Extract every line of the records that contains the word "exterior".

......

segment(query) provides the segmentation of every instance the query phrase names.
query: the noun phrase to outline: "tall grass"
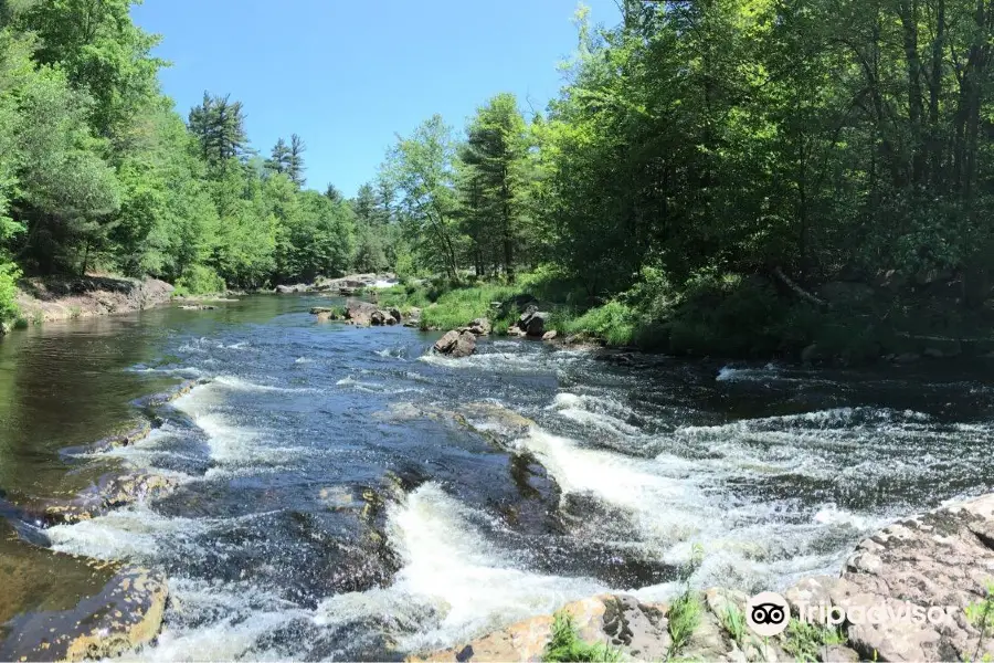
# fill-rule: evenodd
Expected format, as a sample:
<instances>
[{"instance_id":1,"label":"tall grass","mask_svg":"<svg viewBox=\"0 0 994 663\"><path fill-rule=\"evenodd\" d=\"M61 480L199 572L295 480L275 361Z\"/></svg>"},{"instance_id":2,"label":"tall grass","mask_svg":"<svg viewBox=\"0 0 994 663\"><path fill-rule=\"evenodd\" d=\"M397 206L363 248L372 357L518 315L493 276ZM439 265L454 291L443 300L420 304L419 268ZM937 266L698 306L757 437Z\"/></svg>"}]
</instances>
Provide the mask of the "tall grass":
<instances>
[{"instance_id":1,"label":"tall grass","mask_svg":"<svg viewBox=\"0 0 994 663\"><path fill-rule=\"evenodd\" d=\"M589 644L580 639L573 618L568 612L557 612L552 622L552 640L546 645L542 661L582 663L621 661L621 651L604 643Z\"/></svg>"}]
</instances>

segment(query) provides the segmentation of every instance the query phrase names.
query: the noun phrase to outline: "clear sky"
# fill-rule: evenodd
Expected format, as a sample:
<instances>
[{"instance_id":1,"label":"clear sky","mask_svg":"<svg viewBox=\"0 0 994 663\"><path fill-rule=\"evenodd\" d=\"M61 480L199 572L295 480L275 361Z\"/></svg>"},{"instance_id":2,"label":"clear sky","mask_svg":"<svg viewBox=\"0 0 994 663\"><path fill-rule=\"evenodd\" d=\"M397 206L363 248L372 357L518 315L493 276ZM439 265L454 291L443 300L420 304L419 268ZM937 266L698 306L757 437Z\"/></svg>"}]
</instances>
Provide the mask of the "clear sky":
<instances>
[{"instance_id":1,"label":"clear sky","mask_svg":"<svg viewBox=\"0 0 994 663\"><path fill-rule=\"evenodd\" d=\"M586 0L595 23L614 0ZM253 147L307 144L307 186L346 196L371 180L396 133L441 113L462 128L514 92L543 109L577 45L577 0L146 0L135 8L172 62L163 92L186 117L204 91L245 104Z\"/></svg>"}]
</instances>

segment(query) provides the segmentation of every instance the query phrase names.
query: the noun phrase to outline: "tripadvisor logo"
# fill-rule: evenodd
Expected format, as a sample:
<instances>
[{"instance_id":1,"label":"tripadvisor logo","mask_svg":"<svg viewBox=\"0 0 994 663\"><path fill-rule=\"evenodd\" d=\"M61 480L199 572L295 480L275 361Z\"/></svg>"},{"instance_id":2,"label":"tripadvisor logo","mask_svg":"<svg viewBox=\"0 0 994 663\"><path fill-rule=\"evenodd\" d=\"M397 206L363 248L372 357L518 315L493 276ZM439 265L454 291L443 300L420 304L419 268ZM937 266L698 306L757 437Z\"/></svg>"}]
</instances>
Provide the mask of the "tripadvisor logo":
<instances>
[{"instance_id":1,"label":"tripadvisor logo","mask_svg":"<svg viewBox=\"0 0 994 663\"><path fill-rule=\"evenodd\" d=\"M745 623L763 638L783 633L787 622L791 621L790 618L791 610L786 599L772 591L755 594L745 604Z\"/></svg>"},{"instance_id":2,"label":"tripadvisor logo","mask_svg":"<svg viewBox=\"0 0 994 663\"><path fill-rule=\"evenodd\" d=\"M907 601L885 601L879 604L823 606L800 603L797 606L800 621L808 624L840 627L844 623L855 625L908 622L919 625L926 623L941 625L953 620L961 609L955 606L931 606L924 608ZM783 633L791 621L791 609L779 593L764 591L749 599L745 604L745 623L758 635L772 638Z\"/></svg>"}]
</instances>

......

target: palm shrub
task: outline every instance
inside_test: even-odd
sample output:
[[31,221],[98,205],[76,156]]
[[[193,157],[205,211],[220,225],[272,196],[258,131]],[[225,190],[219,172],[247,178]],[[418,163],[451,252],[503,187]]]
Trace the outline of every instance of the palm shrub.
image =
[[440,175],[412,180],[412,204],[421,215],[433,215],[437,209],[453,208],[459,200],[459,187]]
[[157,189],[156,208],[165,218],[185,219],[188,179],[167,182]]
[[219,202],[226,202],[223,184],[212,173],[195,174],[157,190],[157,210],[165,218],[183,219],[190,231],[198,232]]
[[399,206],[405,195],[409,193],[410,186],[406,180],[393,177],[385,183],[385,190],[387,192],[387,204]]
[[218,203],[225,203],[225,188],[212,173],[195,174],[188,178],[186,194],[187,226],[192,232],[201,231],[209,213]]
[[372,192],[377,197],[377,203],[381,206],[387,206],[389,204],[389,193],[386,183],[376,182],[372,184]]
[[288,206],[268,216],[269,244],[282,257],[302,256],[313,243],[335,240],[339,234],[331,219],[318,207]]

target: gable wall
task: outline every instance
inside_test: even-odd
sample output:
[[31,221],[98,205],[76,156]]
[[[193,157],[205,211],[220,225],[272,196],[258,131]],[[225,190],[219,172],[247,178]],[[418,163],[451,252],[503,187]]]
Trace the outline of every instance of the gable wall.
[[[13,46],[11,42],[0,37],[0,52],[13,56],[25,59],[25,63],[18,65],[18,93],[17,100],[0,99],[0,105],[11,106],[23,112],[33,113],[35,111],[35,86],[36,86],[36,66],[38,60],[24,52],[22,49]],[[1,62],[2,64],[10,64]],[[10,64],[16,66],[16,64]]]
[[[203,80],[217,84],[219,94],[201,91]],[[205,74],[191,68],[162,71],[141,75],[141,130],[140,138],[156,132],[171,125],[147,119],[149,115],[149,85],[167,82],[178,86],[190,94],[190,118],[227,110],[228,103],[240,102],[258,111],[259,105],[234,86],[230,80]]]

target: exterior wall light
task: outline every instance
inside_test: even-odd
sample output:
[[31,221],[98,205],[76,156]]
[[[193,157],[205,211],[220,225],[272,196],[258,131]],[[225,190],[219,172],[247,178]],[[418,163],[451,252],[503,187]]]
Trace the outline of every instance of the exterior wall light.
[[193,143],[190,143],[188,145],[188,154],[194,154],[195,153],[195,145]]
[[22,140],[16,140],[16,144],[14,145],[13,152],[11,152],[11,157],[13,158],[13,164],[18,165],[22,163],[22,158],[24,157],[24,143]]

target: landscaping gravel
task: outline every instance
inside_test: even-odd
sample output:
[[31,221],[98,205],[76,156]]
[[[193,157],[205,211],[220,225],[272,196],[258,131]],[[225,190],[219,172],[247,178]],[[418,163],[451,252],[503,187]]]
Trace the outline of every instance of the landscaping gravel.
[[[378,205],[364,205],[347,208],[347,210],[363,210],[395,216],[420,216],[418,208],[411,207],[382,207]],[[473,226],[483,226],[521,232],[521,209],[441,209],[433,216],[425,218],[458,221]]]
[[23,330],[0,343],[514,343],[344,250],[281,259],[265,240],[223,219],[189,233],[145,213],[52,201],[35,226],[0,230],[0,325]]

......

### The output
target: exterior wall light
Trace the outline of every instance of the exterior wall light.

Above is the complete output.